Lay out everything in the stored records from the line containing "If any nightstand drawer" down to the line containing "[347,84,374,106]" as a JSON list of strings, one string per line and no blank lines.

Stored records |
★ ★ ★ ★ ★ ★ ★

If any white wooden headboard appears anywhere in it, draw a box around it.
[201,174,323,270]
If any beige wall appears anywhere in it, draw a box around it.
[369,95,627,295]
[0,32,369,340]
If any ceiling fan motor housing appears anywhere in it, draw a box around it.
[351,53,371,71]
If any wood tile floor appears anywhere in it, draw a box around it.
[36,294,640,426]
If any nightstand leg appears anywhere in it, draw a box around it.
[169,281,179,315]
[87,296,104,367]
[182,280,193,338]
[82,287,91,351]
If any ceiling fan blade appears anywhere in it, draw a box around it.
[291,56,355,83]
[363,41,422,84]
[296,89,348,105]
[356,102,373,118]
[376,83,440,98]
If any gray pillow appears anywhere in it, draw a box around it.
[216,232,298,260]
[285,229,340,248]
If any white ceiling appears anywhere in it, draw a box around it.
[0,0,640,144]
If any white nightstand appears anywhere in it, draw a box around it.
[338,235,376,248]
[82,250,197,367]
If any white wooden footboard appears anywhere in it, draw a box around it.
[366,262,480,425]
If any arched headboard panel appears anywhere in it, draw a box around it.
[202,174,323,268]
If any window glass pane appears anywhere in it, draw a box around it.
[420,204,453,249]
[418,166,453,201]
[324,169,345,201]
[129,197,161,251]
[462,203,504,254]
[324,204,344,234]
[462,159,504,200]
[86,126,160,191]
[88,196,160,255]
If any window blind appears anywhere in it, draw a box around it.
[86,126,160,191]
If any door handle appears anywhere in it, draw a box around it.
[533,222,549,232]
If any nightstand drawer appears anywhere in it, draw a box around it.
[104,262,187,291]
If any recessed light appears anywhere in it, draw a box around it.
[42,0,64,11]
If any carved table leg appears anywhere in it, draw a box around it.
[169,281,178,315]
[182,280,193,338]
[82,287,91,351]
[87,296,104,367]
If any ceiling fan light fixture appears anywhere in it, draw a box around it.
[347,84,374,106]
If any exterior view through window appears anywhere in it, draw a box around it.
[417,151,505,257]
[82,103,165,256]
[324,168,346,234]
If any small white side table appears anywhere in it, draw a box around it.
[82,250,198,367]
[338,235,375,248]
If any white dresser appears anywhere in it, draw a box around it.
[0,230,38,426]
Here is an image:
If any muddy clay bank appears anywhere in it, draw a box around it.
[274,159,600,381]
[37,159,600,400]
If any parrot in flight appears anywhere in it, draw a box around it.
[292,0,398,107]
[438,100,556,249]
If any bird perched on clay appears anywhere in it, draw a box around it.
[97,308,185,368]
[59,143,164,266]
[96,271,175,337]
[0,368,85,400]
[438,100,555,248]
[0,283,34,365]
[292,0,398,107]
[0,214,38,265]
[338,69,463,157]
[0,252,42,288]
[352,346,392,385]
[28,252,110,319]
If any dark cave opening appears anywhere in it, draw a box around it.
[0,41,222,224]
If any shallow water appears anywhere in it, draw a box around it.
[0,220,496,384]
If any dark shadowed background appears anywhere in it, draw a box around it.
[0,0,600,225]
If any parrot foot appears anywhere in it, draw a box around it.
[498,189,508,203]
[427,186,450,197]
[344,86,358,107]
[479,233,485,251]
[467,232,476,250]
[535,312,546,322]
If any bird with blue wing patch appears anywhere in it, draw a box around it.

★ ★ ★ ★ ★ ★ ★

OUTPUT FOR THIS TASK |
[
  "If any nightstand drawer appears anywhere in it, draw a box around it.",
  "[104,262,187,291]",
  "If any recessed light appears anywhere in it, draw a box around it.",
  "[42,0,64,11]",
  "If any carved table leg appears anywhere in it, draw a box around it.",
  "[169,281,178,315]",
  "[182,280,193,338]",
  "[82,287,91,351]",
  "[87,296,104,367]",
  "If any ceiling fan light fixture appears anywhere in it, draw a box around it.",
  "[347,84,374,106]"
]